Mein Eindruck war viel mehr, dass man hier ganz klar gegen die Grundsätze auf die Demonstrationsfreiheit verstossen hat.

Beide Parteien wurden massiv an der Ausübung ihrer Demonstrations- und Versammlungsfreiheit gehindert.

Und wenn ein Minister fordert, das Demonstrationsrecht zu ändern und dies im Zusammenhang mit unliebsamen Gruppierungen, dann hat dieser Minister die Grundsätze der Demokratie nicht verstanden.

Heute ist es eine NPD, die als verboten gilt, da schreien die Antifaschisten, dass sei richtig so, niemand will Nazis.

Das kann man sehen wie man will, grundsätzlich sind aber genau solche Äusserungen faschistisch. Jeder hat das Recht, eine Partei zu gründen und jeder hat das Recht, seine Meinung kund zu tun und jeder darf das im Wege einer Demonstration oder Kundgebung tun und niemand hat das Recht, ihn daran zu hindern. Kein Oberbürgermeister, kein Minister und schon gar keine Polizei.

Heute sind es die Nazis, morgen die Antifaschisten und übermorgen wird uns von den Islamisten das Christentum verboten.

In was für einer Welt leben wir eigentlich?

Wenn mir heute eines klar geworden ist, dann dies: Deutschland hat Angst vor seinen Bürgern, Deutschland verurteilt seine Bürger für etwas, das sie noch gar nicht getan haben sondern vielleicht möglicherweise erst eventuell tun könnten.

Material:
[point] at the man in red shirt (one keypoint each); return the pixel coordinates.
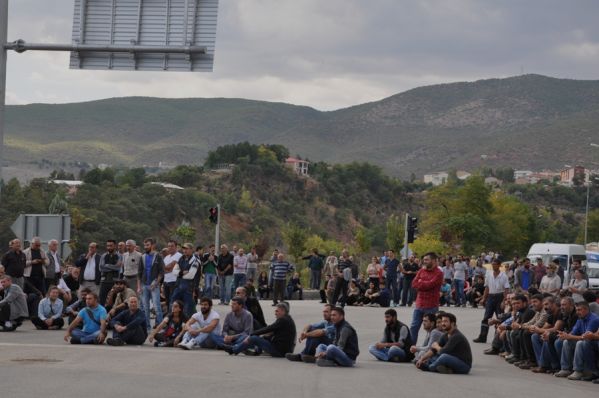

--

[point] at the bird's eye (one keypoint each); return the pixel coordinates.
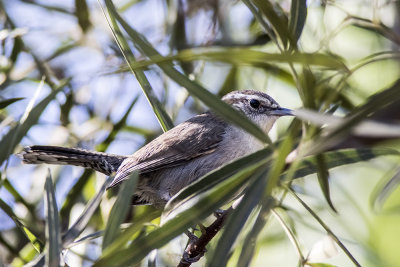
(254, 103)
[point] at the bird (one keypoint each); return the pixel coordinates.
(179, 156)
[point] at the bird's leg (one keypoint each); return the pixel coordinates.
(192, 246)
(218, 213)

--

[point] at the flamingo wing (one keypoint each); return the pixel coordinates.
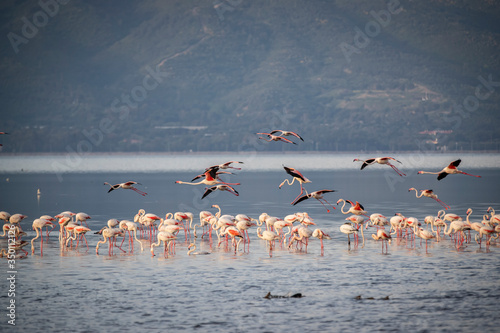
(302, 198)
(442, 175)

Aufgaben:
1) Schreibe aus dem Textauszug über die Demonstrationsfreiheit den Abschnitt ab, der mit den Worten „Heute ist es“ beginnt und mit „das Christentum verboten.“ endet.
2) Beantworte anhand des Textauszugs über die Demonstrationsfreiheit kurz:
(a) Welche Partei gilt dort heute als verboten?
(b) Welche drei Stellen haben laut dem Text kein Recht, jemanden an einer Demonstration zu hindern?
(c) Wovor hat Deutschland nach dem letzten Absatz Angst?
3) Setze den Textauszug über die Demonstrationsfreiheit nach seinem letzten Satz fort.

Antworten:
1)
Heute ist es eine NPD, die als verboten gilt, da schreien die Antifaschisten, dass sei richtig so, niemand will Nazis.

Das kann man sehen wie man will, grundsätzlich sind aber genau solche Äusserungen faschistisch. Jeder hat das Recht, eine Partei zu gründen und jeder hat das Recht, seine Meinung kund zu tun und jeder darf das im Wege einer Demonstration oder Kundgebung tun und niemand hat das Recht, ihn daran zu hindern. Kein Oberbürgermeister, kein Minister und schon gar keine Polizei.

Heute sind es die Nazis, morgen die Antifaschisten und übermorgen wird uns von den Islamisten das Christentum verboten.

2)
(a) Die NPD.
(b) Kein Oberbürgermeister, kein Minister und keine Polizei.
(c) Vor seinen Bürgern.

3)
Es ist eine Sauerei, die heute in Wuppertal passiert ist. Im gesamten südlichen Mittelmeerraum hat das genau so angefangen – wann wird das in Deutschland so enden wie jetzt in Ägypten?

Ich hatte schon insgeheim gehofft, dass heute im Laufe des Tages das GSM Netz ausgeschaltet wird – ich hätte es erwartet.

Natürlich würde jeder schreien, wenn die Antifa auf die NPD Demonstranten getroffen wären. Es wären Steine geflogen und es hätte Schlägereien gegeben. Ja und? Dafür waren doch wohl mehr als genug Polizisten da.

Es gab rund 2000 Demonstranten der Antifa und nach inoffiziellen Polizeiangaben etwa 100 Demonstranten der NPD. Weitere 100 sind schon in Oberbarmen nicht mehr durch die Absperrungen gekommen. Und auf die 2100 Leutchen, wovon vielleicht gerade mal 300 dem schwarzen Block zuzuschreiben sind, haben mehr als 2000 bewaffnete Polizisten gestanden. Wobei ich eigentlich dachte, mal gehört zu haben, dass Polizisten Schusswaffen auf einer Demo nicht tragen dürfen. Da habe ich wieder was gelernt.

Es waren ausserdem mehrere Hundestaffeln im Einsatz, von denen beim kleinsten aufkeimen einer Diskussion mit den Demonstranten umgehend Gebrauch gemacht wurde.

DU bist Deutschland!

PS: Dann habe ich noch eine ganz spezielle Frage. Es waren ab 1400 Uhr dauerhaft drei Polizeihubschrauber im Einsatz, die den ganzen Tag über den Wuppertaler Innenstädten kreisten. Um 1500 Uhr tauchte zudem ein grosser olivfarbener Transporthubschrauber auf. Solche Helikopter hat doch eigentlich nur die Bundeswehr oder? Was zum Teufel hat die Bundeswehr bitteschön auf einer Demonstration zu suchen?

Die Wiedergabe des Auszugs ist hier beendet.